Material for this exercise
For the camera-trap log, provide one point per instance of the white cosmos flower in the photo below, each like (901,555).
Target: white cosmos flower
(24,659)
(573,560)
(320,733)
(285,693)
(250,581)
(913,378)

Exercise aim
Lay out every line of the records above as a JSON list of strings, one string per line, leaving out blank lines.

Reply
[
  "For the camera-trap log, provide one point per instance of the white cosmos flower in the photo below, each like (901,555).",
  "Target: white cosmos flower",
  "(24,659)",
  "(573,560)",
  "(320,733)",
  "(285,693)",
  "(250,581)",
  "(913,378)"
]